▶ **DATA FOR THE TASK**
----------
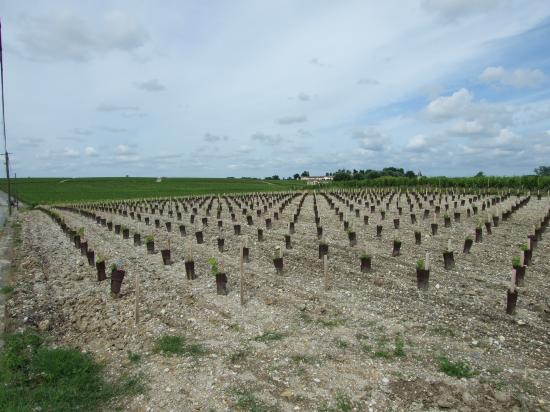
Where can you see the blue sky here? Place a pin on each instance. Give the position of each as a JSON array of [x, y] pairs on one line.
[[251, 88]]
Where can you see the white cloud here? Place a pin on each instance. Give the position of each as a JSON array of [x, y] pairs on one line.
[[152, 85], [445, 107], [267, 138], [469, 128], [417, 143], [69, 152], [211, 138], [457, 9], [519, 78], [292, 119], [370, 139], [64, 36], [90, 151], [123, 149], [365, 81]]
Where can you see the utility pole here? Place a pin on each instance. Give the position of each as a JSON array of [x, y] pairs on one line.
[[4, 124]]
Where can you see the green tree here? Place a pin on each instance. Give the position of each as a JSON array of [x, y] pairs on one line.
----------
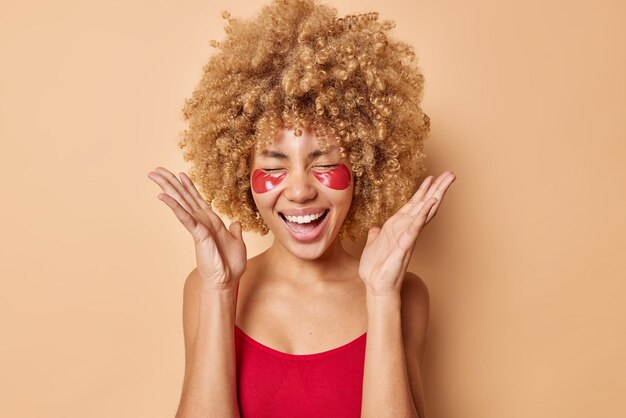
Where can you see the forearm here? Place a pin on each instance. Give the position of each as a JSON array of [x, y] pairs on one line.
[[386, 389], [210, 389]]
----------
▶ **TASK INSTRUCTIONS**
Using the entries above, extract exactly the span from the line with "Where can you see the utility" to the line with "Where can you see the green", both lines included; leave out everything else.

▶ **EXERCISE SOLUTION**
Where can you see the utility pole here? Place a pin on each instance. Give the position of each as a JSON array of [x, y] pairs on one line.
[[4, 124]]
Where can you see the green tree here? Place a pin on each instance. Give the position of each as a JSON array of [x, y] pairs on one line.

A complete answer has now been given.